*Tasks*.
- a) Print the passage on face spoofing attacks word for word, starting at "Face recognition is" and ending at "mask [1] [2].".
- b) Output every line of the listing below without any changes, but leave out the pictures.

*Passage*.
Face recognition is one of the popular biometric authentication methods. The system is said to be vulnerable when it falsely identifies an individual and gives them access rights which can lead to the exploitation of information. This vulnerability is due to a variety of attacks like spoofing, obfuscation, morphing, and makeup. The solution to the spoofing attacks has already been studied in lots of papers [1].

Presentation attack detection (PAD), also referred to as “anti-spoofing” or “Liveness detection,” may be a critical capability to think about when deploying face recognition in automated authentication and identification scenarios. Whereas face recognition determines if a presented face matches a registered record, PAD determines whether the face itself may be authentic or is a copy of the face, from a photograph to a video sample on an LCD to a high-resolution 3D mask [1] [2].

Despite a good deal of progress in face recognition systems, vulnerabilities to face spoof attacks are mainly overlooked. The facial spoof attack may be a process during which a fraudulent user can subvert or attack a face recognition system by masquerading as a registered user and thereby gaining illegitimate access and advantages. Face spoofing attacks may be a major issue for companies selling face biometric-based identity management solutions. It is thus essential to develop robust, efficient, and compact face anti-spoofing (or liveness detection) methods, which are capable of generalizing well to discriminative, class-specific information and imaging conditions.

To achieve this goal, the main focus is on the attack caused by makeup, which is the makeup attack. The application of cosmetics on the face to look like other people like celebrities can sometimes confuse the biometric system. Makeup can cause variation in skin tone, skin complexion, lip color, eye shadows, the position of eyebrows, and the overall appearance of the person. This vulnerability due to the makeup attack must be addressed to improve the biometric system security. The overall flow of paper goes as first have gone through all the survey papers and got the limitations on the existing system. Second proposed structure is defined. Third, experimental results and evaluation are done. Finally, a comparison is done between models [3] [4].

The biggest limitations of such a method when applied to real-time biometric systems include data breaches, which are critical to ensure interception-free and theft-free biometric data. Light & Weather: Facial recognition might not perform very efficiently in low-light conditions as well as outdoors. Aging Biometric: Such biometrics, like a photo of the face or fingerprint from a person, may change over time, thus affecting recognition accuracy [5] [6].

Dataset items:
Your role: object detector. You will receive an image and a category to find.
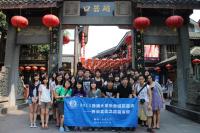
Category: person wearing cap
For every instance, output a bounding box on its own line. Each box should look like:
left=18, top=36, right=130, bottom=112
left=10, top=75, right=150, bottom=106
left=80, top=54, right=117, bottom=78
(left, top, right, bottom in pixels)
left=88, top=80, right=101, bottom=98
left=117, top=76, right=132, bottom=98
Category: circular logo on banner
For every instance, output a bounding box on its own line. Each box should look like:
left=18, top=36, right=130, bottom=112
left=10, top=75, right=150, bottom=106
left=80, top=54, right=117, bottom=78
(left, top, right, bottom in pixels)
left=68, top=100, right=77, bottom=108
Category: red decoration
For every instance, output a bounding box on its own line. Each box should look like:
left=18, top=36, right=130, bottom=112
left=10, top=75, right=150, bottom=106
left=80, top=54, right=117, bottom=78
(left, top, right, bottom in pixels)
left=42, top=14, right=60, bottom=30
left=32, top=66, right=38, bottom=71
left=40, top=67, right=46, bottom=71
left=125, top=35, right=132, bottom=45
left=11, top=16, right=28, bottom=31
left=19, top=66, right=24, bottom=71
left=198, top=19, right=200, bottom=27
left=25, top=66, right=31, bottom=71
left=63, top=36, right=70, bottom=44
left=155, top=67, right=161, bottom=73
left=165, top=15, right=184, bottom=31
left=165, top=64, right=173, bottom=70
left=133, top=17, right=151, bottom=32
left=192, top=59, right=200, bottom=65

*Exercise responses*.
- a)
Face recognition is one of the popular biometric authentication methods. The system is said to be vulnerable when it falsely identifies an individual and gives them access rights which can lead to the exploitation of information. This vulnerability is due to a variety of attacks like spoofing, obfuscation, morphing, and makeup. The solution to the spoofing attacks has already been studied in lots of papers [1].

Presentation attack detection (PAD), also referred to as “anti-spoofing” or “Liveness detection,” may be a critical capability to think about when deploying face recognition in automated authentication and identification scenarios. Whereas face recognition determines if a presented face matches a registered record, PAD determines whether the face itself may be authentic or is a copy of the face, from a photograph to a video sample on an LCD to a high-resolution 3D mask [1] [2].

- b)
Your role: object detector. You will receive an image and a category to find.
Category: person wearing cap
For every instance, output a bounding box on its own line. Each box should look like:
left=18, top=36, right=130, bottom=112
left=10, top=75, right=150, bottom=106
left=80, top=54, right=117, bottom=78
(left, top, right, bottom in pixels)
left=88, top=80, right=101, bottom=98
left=117, top=76, right=132, bottom=98
Category: circular logo on banner
For every instance, output a bounding box on its own line. Each box should look like:
left=18, top=36, right=130, bottom=112
left=10, top=75, right=150, bottom=106
left=80, top=54, right=117, bottom=78
(left, top, right, bottom in pixels)
left=68, top=100, right=77, bottom=108
Category: red decoration
For every instance, output a bounding box on its own line. Each box should look like:
left=18, top=36, right=130, bottom=112
left=10, top=75, right=150, bottom=106
left=80, top=54, right=117, bottom=78
(left, top, right, bottom in pixels)
left=42, top=14, right=60, bottom=30
left=32, top=66, right=38, bottom=71
left=40, top=67, right=46, bottom=71
left=125, top=35, right=132, bottom=45
left=11, top=16, right=28, bottom=31
left=19, top=66, right=24, bottom=71
left=198, top=19, right=200, bottom=27
left=25, top=66, right=31, bottom=71
left=63, top=36, right=70, bottom=44
left=155, top=67, right=161, bottom=73
left=165, top=15, right=184, bottom=31
left=165, top=64, right=173, bottom=70
left=133, top=17, right=151, bottom=32
left=192, top=59, right=200, bottom=65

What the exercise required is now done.